Work instructions
Go through the entries below and copy each line containing the word "fungus".

Dataset entries

^^^^

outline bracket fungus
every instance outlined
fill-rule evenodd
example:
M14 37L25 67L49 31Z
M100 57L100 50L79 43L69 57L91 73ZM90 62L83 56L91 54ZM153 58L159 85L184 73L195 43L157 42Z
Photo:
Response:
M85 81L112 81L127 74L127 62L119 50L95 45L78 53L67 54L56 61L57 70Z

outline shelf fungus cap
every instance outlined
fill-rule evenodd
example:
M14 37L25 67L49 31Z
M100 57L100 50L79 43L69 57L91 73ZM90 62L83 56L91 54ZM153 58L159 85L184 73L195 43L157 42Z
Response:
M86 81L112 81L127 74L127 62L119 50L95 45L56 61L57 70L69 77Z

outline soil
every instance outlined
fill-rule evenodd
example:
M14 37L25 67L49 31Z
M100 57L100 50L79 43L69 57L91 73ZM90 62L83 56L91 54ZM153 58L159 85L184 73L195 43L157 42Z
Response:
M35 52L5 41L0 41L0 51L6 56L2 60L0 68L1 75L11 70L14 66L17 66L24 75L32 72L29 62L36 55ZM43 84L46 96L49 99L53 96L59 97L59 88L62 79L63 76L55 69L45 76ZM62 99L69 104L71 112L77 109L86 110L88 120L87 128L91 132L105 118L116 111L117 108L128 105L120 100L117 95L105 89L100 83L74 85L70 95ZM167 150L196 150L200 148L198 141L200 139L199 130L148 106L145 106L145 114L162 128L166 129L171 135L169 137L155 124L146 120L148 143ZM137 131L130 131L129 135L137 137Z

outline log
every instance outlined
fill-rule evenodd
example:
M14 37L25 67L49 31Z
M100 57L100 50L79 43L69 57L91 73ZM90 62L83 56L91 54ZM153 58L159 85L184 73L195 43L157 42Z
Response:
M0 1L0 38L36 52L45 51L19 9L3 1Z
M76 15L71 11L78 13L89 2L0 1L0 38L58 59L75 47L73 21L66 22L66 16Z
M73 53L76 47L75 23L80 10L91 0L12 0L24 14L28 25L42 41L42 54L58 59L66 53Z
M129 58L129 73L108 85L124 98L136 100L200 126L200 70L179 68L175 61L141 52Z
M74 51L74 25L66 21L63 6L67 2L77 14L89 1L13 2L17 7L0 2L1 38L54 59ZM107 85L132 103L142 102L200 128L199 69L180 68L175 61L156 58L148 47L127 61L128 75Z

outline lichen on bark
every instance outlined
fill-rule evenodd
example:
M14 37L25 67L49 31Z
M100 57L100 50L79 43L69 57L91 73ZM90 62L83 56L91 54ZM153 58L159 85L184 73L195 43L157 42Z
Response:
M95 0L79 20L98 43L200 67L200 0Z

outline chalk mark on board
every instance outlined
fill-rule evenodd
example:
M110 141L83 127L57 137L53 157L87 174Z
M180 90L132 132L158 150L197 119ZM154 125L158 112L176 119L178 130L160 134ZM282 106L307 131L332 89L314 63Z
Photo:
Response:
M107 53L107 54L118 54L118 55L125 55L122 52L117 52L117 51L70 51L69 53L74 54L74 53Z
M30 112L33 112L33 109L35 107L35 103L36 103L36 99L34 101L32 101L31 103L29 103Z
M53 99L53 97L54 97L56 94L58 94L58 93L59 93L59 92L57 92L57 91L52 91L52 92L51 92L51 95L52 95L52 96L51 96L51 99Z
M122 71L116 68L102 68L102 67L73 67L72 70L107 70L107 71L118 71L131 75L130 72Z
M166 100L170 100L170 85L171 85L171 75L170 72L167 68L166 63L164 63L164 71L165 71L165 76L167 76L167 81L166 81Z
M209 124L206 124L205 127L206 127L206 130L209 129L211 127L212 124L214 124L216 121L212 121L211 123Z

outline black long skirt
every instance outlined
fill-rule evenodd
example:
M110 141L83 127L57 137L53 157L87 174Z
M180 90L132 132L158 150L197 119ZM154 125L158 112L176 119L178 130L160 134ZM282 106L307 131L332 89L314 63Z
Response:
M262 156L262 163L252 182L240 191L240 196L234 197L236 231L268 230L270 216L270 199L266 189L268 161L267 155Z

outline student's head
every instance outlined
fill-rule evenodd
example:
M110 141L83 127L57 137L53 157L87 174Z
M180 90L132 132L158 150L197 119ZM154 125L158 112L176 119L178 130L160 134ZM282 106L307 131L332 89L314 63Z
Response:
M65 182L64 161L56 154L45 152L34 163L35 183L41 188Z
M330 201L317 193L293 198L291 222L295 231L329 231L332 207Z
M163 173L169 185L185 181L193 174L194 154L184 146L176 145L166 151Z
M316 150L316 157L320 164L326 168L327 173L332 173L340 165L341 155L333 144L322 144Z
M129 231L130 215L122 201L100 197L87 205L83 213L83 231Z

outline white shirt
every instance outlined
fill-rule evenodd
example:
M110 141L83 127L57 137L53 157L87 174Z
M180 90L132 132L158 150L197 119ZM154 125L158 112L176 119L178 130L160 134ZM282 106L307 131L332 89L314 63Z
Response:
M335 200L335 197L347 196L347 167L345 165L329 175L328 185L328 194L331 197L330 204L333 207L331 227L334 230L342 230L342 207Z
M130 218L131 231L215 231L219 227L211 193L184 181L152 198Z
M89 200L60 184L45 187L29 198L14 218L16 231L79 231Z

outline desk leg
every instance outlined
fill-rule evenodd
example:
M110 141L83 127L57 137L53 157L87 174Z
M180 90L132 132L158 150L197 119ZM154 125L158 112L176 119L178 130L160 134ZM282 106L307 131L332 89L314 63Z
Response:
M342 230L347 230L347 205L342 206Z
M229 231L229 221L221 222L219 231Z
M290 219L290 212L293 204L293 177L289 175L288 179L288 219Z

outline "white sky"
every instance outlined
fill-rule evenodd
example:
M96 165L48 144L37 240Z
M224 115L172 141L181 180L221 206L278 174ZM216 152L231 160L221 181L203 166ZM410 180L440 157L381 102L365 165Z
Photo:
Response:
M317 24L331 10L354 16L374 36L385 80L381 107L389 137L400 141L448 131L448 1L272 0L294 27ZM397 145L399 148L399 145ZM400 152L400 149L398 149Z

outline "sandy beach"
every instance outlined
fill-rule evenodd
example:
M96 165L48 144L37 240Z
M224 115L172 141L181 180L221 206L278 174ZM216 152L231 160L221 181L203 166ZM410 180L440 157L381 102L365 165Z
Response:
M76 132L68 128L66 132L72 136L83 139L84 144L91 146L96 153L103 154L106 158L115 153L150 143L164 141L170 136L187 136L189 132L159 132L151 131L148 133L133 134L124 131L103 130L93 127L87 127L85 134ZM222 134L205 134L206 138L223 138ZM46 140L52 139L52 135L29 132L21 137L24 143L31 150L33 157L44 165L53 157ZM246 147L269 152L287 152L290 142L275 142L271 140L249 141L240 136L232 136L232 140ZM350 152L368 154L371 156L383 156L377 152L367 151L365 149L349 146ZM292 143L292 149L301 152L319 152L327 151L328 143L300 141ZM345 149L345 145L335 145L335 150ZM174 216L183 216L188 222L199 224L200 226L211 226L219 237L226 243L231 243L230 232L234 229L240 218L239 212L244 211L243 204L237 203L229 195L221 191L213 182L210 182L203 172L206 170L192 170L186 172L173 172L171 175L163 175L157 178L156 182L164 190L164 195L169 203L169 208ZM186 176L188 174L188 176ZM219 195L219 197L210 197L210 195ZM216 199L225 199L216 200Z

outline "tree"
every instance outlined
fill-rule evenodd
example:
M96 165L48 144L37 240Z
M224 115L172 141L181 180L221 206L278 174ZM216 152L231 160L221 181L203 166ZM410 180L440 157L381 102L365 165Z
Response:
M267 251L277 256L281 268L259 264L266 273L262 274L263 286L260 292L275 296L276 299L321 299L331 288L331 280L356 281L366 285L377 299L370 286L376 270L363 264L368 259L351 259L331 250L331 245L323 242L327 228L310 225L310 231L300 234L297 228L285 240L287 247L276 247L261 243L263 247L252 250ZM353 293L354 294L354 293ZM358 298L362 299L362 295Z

^^^^

Solution to the problem
outline bracket fungus
outline shelf fungus cap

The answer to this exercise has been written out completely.